▶ [The records]:
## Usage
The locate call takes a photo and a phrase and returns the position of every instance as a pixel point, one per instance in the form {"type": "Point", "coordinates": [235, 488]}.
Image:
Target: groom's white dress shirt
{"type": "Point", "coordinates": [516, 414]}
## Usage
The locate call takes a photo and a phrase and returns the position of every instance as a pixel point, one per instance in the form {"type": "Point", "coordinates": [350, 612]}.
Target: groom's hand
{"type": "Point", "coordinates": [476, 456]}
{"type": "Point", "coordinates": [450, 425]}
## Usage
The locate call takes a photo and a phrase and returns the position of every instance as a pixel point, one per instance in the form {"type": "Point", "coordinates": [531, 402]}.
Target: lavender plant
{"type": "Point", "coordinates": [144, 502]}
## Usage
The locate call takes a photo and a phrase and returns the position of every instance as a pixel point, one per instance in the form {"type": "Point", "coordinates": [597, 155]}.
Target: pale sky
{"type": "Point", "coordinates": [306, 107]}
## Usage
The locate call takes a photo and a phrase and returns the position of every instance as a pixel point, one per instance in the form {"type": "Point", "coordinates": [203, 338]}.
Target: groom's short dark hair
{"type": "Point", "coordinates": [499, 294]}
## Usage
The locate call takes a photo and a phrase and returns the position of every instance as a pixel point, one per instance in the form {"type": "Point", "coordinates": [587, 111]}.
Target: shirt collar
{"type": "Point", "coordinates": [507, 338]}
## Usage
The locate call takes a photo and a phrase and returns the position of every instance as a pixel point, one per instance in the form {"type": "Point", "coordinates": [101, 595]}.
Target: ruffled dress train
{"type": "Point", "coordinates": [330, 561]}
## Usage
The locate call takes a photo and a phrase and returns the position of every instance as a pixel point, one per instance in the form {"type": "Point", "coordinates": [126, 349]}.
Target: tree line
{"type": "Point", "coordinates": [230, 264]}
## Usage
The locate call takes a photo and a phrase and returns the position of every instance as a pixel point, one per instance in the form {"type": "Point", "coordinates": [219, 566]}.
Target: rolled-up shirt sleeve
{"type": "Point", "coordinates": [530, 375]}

▶ [Short problem]:
List each line of the listing above that contains the word "locate", copying every such line in full. Case matters.

▶ [Written solution]:
The locate call takes a photo and a phrase and returns the position of every instance as a pixel point, one per instance in the form {"type": "Point", "coordinates": [235, 488]}.
The locate call takes a photo and a phrase and returns the position of every instance as a pixel point, one per instance in the form {"type": "Point", "coordinates": [350, 612]}.
The locate call takes a photo and a phrase and returns the position of every instance as a pixel point, one per instance in the form {"type": "Point", "coordinates": [531, 402]}.
The locate call takes a photo and a phrase and returns the position of every instance as a pixel point, one per instance in the form {"type": "Point", "coordinates": [597, 155]}.
The locate call takes a photo and a phrase and returns the position of every instance as a pixel point, one per instance in the form {"type": "Point", "coordinates": [203, 338]}.
The locate call takes a photo and a phrase and returns the position of every instance as a pixel point, one per instance in the form {"type": "Point", "coordinates": [587, 111]}.
The locate call takes a photo and a phrase and returns the position of every instance as a pixel point, one per instance in the form {"type": "Point", "coordinates": [101, 595]}.
The locate call takes a photo and a phrase and returns the position of every instance as a pixel point, one per instance in the form {"type": "Point", "coordinates": [126, 349]}.
The locate call takes a photo and a phrase and returns the position of every instance as a pixel point, one per instance in the form {"type": "Point", "coordinates": [219, 566]}.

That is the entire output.